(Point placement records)

··········

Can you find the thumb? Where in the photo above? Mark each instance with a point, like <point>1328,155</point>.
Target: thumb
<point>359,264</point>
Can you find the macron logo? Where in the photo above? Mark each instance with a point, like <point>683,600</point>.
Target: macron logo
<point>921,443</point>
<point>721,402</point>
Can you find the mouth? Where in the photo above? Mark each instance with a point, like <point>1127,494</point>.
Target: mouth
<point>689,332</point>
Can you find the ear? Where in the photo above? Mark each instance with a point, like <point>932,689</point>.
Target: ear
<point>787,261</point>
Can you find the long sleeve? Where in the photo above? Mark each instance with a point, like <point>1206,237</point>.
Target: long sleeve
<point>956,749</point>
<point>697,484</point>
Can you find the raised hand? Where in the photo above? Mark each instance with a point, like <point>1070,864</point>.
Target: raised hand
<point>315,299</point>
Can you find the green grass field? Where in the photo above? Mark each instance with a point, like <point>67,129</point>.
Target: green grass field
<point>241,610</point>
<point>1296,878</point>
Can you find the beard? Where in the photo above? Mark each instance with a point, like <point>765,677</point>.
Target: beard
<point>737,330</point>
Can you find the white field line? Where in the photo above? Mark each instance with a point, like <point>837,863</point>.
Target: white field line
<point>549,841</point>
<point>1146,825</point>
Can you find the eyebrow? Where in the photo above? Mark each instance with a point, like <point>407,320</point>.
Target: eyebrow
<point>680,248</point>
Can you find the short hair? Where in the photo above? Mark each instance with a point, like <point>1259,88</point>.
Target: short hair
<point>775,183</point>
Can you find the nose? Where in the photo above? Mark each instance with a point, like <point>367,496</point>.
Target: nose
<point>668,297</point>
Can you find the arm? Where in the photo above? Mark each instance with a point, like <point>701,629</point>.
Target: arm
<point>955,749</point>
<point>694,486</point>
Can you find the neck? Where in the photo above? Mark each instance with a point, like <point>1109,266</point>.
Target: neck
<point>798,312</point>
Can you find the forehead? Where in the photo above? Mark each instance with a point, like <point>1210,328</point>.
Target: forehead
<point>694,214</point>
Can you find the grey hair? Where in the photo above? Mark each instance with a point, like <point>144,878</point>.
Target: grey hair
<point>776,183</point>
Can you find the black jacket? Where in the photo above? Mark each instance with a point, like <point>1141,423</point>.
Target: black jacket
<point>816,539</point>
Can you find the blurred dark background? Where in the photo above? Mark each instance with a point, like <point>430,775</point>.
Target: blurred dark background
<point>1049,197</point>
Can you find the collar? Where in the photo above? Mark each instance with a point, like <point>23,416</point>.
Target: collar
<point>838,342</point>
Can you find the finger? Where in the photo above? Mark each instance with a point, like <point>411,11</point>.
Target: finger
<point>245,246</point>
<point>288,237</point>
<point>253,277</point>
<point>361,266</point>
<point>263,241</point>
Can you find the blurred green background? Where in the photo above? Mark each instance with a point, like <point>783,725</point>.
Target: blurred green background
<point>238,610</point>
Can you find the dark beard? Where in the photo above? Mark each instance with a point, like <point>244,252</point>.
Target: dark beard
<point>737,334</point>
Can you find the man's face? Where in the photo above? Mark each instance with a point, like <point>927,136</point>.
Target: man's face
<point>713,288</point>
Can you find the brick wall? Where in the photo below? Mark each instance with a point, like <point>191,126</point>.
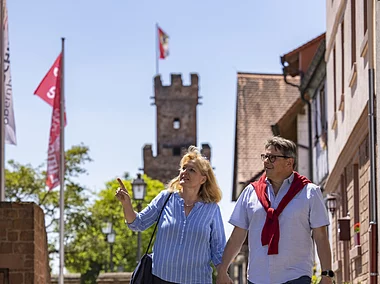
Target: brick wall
<point>23,243</point>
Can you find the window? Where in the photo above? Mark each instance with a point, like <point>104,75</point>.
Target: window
<point>176,123</point>
<point>353,32</point>
<point>334,74</point>
<point>176,151</point>
<point>365,15</point>
<point>342,50</point>
<point>355,169</point>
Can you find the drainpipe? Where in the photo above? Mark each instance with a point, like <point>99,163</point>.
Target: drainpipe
<point>372,134</point>
<point>310,137</point>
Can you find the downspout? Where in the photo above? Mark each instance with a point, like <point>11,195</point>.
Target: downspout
<point>310,137</point>
<point>372,144</point>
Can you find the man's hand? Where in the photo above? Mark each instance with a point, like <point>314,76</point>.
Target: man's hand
<point>223,278</point>
<point>121,193</point>
<point>326,280</point>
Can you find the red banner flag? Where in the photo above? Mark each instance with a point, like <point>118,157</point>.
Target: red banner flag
<point>163,41</point>
<point>47,88</point>
<point>50,91</point>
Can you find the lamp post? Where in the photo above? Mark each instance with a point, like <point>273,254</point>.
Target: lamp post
<point>110,237</point>
<point>139,192</point>
<point>331,203</point>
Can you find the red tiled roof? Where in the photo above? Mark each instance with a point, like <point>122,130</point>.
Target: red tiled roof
<point>262,100</point>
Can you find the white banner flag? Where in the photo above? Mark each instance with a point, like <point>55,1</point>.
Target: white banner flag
<point>9,116</point>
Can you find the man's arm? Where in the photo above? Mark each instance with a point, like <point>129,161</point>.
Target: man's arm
<point>323,249</point>
<point>232,248</point>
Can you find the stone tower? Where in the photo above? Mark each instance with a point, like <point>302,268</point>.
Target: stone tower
<point>176,127</point>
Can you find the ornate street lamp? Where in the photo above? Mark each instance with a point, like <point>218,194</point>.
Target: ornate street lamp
<point>331,203</point>
<point>110,237</point>
<point>139,192</point>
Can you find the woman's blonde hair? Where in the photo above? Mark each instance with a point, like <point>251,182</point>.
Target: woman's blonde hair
<point>209,191</point>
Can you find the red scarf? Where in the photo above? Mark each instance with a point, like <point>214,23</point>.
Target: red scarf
<point>271,231</point>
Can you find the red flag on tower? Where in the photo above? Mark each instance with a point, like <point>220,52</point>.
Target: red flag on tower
<point>47,88</point>
<point>50,91</point>
<point>163,41</point>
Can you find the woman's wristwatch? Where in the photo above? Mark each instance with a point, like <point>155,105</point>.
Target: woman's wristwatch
<point>328,273</point>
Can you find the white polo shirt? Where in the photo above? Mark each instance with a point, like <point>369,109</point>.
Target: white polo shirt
<point>304,212</point>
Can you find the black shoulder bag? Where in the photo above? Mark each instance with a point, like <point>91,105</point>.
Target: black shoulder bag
<point>143,271</point>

··········

• _EXERCISE_:
Place the lines from the beginning of the items above through the line containing "<point>787,261</point>" into a Markdown table with the columns No. and Line, numbering each row and omitting any blank lines.

• _ANSWER FOR THIS EXERCISE_:
| No. | Line |
|---|---|
| 1 | Can you find the thumb? Where in the photo above? Mark each instance with a point, like <point>1328,155</point>. |
| 2 | Target: thumb |
| 3 | <point>359,264</point> |
| 4 | Can you find the macron logo? Where in the photo above? Mark each instance with a point, like <point>683,600</point>. |
| 5 | Target: macron logo |
| 6 | <point>921,443</point> |
| 7 | <point>721,402</point> |
| 8 | Can you find the mouth? Where in the photo above? Mark each instance with a point, like <point>1127,494</point>. |
| 9 | Target: mouth |
| 10 | <point>689,332</point> |
| 11 | Can you find the ear? Where in the photo above? Mark each instance with a point, like <point>932,689</point>. |
| 12 | Target: ear |
| 13 | <point>787,261</point> |